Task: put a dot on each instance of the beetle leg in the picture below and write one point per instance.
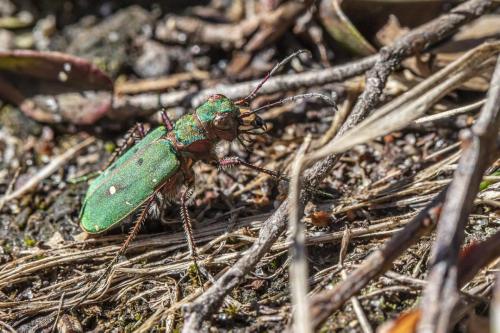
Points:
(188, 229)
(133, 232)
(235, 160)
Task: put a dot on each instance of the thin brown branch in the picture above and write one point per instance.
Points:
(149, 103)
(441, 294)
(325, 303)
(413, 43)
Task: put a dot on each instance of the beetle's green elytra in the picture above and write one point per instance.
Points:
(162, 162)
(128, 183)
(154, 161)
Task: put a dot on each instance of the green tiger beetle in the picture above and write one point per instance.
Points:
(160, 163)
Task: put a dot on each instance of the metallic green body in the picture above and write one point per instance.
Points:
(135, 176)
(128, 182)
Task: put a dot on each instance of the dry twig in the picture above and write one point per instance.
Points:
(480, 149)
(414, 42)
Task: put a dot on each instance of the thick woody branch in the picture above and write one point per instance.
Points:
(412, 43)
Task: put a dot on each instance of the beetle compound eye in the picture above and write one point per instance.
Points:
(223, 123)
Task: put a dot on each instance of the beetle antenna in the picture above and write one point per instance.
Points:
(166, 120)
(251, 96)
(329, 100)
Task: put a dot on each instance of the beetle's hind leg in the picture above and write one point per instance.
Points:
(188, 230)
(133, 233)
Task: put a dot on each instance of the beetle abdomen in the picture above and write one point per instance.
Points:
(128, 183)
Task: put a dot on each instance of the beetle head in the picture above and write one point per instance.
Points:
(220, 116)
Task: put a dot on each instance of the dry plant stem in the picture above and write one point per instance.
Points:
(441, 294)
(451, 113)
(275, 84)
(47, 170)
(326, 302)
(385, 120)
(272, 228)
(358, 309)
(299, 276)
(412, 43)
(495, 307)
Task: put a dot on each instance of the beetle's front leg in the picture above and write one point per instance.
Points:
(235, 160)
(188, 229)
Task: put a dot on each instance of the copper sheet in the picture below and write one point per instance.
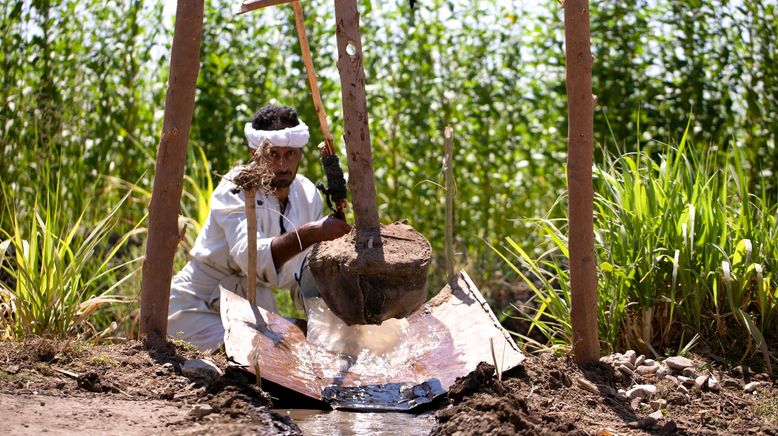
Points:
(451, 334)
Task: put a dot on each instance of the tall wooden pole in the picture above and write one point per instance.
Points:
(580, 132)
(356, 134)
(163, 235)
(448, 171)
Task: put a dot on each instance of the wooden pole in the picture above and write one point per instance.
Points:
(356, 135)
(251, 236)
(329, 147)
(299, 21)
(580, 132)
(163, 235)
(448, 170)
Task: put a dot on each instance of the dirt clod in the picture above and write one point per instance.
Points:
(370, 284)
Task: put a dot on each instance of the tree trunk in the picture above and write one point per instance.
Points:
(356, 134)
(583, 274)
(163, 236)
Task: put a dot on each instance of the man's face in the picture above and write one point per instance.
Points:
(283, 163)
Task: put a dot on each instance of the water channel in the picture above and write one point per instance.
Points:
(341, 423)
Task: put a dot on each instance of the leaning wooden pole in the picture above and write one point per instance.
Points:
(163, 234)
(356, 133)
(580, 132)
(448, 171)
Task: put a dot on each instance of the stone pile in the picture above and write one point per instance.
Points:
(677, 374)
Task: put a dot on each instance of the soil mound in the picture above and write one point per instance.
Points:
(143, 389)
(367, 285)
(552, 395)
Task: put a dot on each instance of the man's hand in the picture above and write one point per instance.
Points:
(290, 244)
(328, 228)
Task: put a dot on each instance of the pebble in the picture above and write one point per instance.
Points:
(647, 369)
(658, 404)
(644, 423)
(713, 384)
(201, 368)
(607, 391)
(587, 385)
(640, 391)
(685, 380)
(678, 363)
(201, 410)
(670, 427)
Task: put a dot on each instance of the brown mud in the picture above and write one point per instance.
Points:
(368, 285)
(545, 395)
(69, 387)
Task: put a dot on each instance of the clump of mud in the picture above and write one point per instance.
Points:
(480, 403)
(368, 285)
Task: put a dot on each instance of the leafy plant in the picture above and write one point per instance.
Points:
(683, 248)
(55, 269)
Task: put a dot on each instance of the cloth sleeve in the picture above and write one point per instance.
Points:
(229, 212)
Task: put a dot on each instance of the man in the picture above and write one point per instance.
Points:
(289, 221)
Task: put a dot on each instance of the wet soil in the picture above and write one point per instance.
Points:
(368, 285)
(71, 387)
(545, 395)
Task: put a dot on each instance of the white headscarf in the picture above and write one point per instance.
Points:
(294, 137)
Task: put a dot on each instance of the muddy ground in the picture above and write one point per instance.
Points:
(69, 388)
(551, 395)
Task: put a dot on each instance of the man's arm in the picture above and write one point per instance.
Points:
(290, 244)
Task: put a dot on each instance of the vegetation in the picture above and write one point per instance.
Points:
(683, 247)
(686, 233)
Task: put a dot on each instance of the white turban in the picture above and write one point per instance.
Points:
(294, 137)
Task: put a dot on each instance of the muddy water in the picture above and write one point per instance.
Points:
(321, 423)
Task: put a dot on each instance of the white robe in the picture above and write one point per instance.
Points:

[What you will do]
Without including any pictures, print each record exactly.

[Solution to this problem]
Task: put a dot on each instance of the beetle leg in the picture below and write one point per instance.
Points:
(188, 229)
(133, 232)
(235, 160)
Task: put a dot on each instance of the thin brown branch in the picture above and write one point per instance.
Points:
(149, 103)
(441, 294)
(325, 303)
(413, 43)
Task: put a dot on each instance of the beetle's green elytra in the picture above and write one point per instance.
Points:
(162, 162)
(128, 183)
(154, 161)
Task: put a dot on each instance of the green tiger beetle in the picture above and write one point per instance.
Points:
(160, 163)
Task: put a dot on each instance of the metallic green body in the picture above and write one point per instance.
Points:
(135, 176)
(128, 182)
Task: put a dot on each instance of the dry twig in the picture above and write one point per instance.
Points:
(480, 149)
(414, 42)
Task: put a dot on each instance of the thick woody branch in the picture above and write one point per instance.
Points:
(412, 43)
Task: put a dot on each instance of the beetle compound eye in the picture above and write one point per instance.
Points:
(223, 123)
Task: put a dot on each instance of the beetle antenna in the picture above and write one point per instance.
Points:
(166, 120)
(251, 96)
(329, 100)
Task: put a dot on each instance of the beetle's hind leg in the picture above and write one point per instance.
Points:
(188, 230)
(133, 233)
Task: put a dot on each instance of the beetle abdomen in the picture above and write one point per instance.
Points:
(128, 183)
Task: put a dot on each instance of the beetle head in the picture above and write one point per instance.
Points:
(220, 116)
Task: put a dot on each instance of the dry plant stem in the picture above and write one point per instance.
Points:
(441, 294)
(451, 113)
(275, 84)
(47, 170)
(326, 302)
(385, 120)
(272, 228)
(358, 309)
(299, 276)
(412, 43)
(495, 307)
Task: put a dot on each instance of the beetle's front leg in the picture above and write one point per instance.
Points:
(235, 160)
(188, 229)
Task: put a dot on each instance of the copper sheet in the picture below and write one point per instance.
Points:
(451, 334)
Task: put a dot on each instance of the tall wooden pole in the picture above and write one point per instance.
Points:
(580, 132)
(356, 134)
(163, 235)
(448, 171)
Task: put a dot on each instance of the wooden pole in the picture above and write one point per instance.
Points:
(356, 135)
(251, 236)
(329, 147)
(299, 21)
(580, 132)
(163, 235)
(448, 170)
Task: put a dot on each instance of the dirt clod in the picture above and write one point per instance.
Points:
(370, 284)
Task: put a dot on each instance of the tree trunk in the picture above and write one point per instance.
Points:
(356, 134)
(583, 274)
(163, 236)
Task: put a dot on each instance of the man's face in the picture above and write one point per instance.
Points:
(283, 163)
Task: put a dot on each instance of the water channel in the picture above and write one point per instance.
Points:
(341, 423)
Task: put a dot on each instance of the leaning wooden pole in the picture above and write one point per instance.
Points:
(163, 234)
(356, 133)
(580, 132)
(448, 171)
Task: put a dot on each instance of the stone pile in the picture above and write one point per instance.
Points:
(677, 374)
Task: put a dot on each instance of the soil mound in the picture above and write one point per instance.
Points:
(143, 389)
(367, 285)
(552, 395)
Task: put a dot on each instance of the man's hand in the picture above and write one point per instance.
Points:
(290, 244)
(328, 228)
Task: put a dot on each instance of the pebble in the picture above and write one point per instance.
Points:
(647, 369)
(658, 404)
(644, 423)
(713, 384)
(201, 368)
(607, 391)
(587, 385)
(640, 391)
(685, 380)
(678, 363)
(201, 410)
(670, 427)
Task: put a dot on each instance of the brown mud in the picture above and write one point per instance.
Points:
(368, 285)
(545, 395)
(69, 387)
Task: put a dot on each instance of the clump of mud in the picture above and write one point per instance.
Points:
(480, 403)
(368, 285)
Task: put a dot on each instance of the leafy plant in the picture above and write one point per instance.
Points:
(683, 248)
(55, 269)
Task: put a dot on each instance of the cloth sleeve in the picture above and write one point per instance.
Points:
(229, 212)
Task: put a dot on each instance of the man in the picture above and write one point per instance.
Points:
(289, 221)
Task: put a dot on each instance of the wet soil in the picture above and write one point per instance.
Points:
(368, 285)
(71, 387)
(545, 395)
Task: put a dot on each instance of the white headscarf in the picture above and write one point per instance.
Points:
(294, 137)
Task: put a dot on each instance of the muddy ground in the picture above and write one point per instance.
Points:
(69, 388)
(551, 395)
Task: put a dot on each instance of the man's arm in the picture above and write one point per instance.
Points:
(290, 244)
Task: put a dot on each instance of the vegetation in the picture above and write one point per instance.
Points:
(683, 247)
(686, 233)
Task: put a dot on each instance of the white turban in the picture above and write one point per instance.
Points:
(294, 137)
Task: put a dot on each instance of the muddy water in the picture above and write one point per instance.
Points:
(321, 423)
Task: put a dot on each instance of the white robe in the picture above and write one point per instance.
Points:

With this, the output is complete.